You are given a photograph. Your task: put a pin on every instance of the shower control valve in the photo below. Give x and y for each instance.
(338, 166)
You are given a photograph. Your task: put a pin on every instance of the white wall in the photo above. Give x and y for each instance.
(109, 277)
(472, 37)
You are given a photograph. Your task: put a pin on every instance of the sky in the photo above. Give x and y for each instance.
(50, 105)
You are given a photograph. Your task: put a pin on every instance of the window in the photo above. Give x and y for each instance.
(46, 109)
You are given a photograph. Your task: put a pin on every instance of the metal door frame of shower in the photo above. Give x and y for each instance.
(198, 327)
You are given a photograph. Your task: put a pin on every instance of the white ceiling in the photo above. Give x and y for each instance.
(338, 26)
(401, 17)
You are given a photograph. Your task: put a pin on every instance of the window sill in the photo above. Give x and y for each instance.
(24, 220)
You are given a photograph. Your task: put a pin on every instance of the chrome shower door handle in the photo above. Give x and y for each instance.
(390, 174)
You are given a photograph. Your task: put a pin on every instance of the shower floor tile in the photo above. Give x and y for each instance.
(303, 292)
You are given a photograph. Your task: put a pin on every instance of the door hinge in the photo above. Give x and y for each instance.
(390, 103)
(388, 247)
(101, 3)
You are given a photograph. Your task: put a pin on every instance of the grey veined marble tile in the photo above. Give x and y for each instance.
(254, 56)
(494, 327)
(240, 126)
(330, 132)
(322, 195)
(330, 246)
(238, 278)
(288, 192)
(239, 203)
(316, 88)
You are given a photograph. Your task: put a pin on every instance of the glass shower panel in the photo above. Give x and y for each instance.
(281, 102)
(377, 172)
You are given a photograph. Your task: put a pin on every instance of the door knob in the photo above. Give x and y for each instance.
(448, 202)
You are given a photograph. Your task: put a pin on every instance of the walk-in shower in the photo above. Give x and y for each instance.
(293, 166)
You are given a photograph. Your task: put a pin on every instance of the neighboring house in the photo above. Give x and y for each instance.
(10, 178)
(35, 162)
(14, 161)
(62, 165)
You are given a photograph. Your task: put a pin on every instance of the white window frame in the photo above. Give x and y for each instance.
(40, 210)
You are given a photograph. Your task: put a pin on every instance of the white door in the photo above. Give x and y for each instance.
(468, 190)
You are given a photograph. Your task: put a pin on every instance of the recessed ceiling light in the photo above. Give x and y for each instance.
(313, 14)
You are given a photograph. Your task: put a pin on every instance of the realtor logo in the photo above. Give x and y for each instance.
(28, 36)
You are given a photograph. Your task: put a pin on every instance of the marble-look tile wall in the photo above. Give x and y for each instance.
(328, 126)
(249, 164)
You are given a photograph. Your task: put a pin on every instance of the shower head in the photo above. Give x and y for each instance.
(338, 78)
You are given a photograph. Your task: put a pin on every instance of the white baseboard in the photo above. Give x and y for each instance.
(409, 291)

____

Rewrite the lines starting at the one that contains "of the marble-look" and continuing through the end of the lines, replacing "baseboard" with "skirting board" and leaving everything else unchanged.

You are given a photograph. Your task: put a pin on every instance of the marble-look tile wall in the photo above. Give x and y for each instance.
(328, 126)
(249, 164)
You are given a photograph. Your task: put a pin on every instance of the shower head in the photo above. Give x and y for each instance.
(338, 78)
You are given a photograph. Your task: put a pin on every instance of the white skirting board in the photo above. Give x and y for each instance.
(409, 291)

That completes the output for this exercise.